_The exercise_.
Please reproduce every line of the data below without changing anything.

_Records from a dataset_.
★ ★ ★ ★ ★ ★ ★
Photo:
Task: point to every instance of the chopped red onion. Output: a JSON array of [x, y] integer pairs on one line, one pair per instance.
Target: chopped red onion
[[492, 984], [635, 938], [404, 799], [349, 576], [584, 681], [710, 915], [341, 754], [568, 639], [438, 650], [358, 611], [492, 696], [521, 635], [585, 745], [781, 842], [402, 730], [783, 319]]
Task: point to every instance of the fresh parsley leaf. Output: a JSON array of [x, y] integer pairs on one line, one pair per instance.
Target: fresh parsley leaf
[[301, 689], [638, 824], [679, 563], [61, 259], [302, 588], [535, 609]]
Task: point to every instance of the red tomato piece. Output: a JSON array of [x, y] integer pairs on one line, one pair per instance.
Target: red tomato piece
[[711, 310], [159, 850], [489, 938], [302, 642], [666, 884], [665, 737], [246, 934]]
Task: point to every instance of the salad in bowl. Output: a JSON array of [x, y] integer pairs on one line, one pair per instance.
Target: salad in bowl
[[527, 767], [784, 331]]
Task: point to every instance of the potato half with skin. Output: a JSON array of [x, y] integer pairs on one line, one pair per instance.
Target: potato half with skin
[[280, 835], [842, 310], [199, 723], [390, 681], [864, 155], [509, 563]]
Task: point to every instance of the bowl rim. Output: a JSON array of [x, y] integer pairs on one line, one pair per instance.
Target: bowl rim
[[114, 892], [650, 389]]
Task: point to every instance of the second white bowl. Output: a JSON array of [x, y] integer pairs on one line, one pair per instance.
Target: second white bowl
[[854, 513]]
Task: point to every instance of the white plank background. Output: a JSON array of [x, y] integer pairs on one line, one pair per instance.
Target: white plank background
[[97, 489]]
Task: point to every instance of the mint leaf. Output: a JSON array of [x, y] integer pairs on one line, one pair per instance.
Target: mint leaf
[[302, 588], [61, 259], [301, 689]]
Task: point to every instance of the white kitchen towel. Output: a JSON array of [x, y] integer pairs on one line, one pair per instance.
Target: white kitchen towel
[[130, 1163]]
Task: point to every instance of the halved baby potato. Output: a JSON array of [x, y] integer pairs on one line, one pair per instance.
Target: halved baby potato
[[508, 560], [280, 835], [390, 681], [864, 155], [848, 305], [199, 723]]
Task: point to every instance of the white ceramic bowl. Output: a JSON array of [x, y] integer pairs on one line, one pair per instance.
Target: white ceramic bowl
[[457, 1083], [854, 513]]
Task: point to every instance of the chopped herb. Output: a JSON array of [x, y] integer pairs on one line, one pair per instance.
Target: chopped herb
★ ★ ★ ★ ★ ★ ★
_Output of the exercise_.
Photo:
Task: point to every instance of the chopped red onion. Output: a JSON array of [x, y] integer pairs on one line, one pair per instance.
Target: chopped red onion
[[492, 984], [635, 938], [404, 799], [349, 576], [584, 681], [710, 915], [341, 754], [568, 639], [438, 650], [358, 611], [492, 696], [521, 635], [585, 745], [781, 842], [402, 730], [783, 319]]
Task: point to every instance of the fresh parsley leaf. Output: a JSON array of [x, y] integer pairs on one line, one pair per instance.
Target: fresh parsley leaf
[[301, 689], [638, 824], [679, 563], [61, 259], [302, 588], [535, 609]]
Task: point to every instance of the red tomato piece. Output: a JSON array of [x, y] integer pairs on one line, one pair per instance.
Target: red tomato piece
[[711, 310], [159, 850], [489, 938], [302, 642], [666, 884], [665, 737], [246, 934]]
Task: point to every instance of the salad in bowl. Output: a JSON array of [x, y] integer pairs on one line, one pair per instance.
Target: salad in bowl
[[527, 767], [784, 331]]
Task: point to every instance of the potato half with skin. Output: a JSON array of [x, y] integer pairs on one line, one pair per instance.
Target: potato half with skin
[[280, 835], [842, 310], [199, 723], [390, 681], [864, 155], [509, 563]]
Task: point to every instance of the bowl rim. Output: a JSON array of [x, y] integer pairs on one line, one pair per instance.
Target: bowl rim
[[114, 892], [650, 389]]
Task: point to every instance of the second white bowl. Output: a JSON array of [x, y] integer pairs on one line, one pair per instance.
Target: second white bowl
[[854, 513]]
Task: point to every instance of the white plank background. Output: a JSON array of [x, y] integer pairs on one line, one pair per instance.
Target: white plank background
[[97, 489]]
Task: point to every instance of the mint leaf. Output: a JSON array of [x, y] integer pairs on one line, one pair per instance.
Target: mint leaf
[[302, 588], [61, 259], [301, 689]]
Task: point to every instance of the white kitchen towel. Output: a JSON array of [x, y] integer pairs on one line, one pair per instance.
Target: white kitchen towel
[[130, 1163]]
Task: point to every instance of the halved baby potato. Output: a JSON array of [x, y] integer pairs on one line, one pair per instance.
Target: halved baby potato
[[508, 560], [280, 835], [390, 681], [864, 155], [848, 305], [199, 723]]
Task: point to every instance of the white ceramic bowl. Output: a JSON array of [x, y] integer pairs on one line, one pair per instance.
Target: white ceramic bowl
[[457, 1083], [854, 513]]
Task: point to every instance of the chopped herb. Output: a JSON array of [x, y] integer pairs on one line, one pair per instance.
Target: chopped herb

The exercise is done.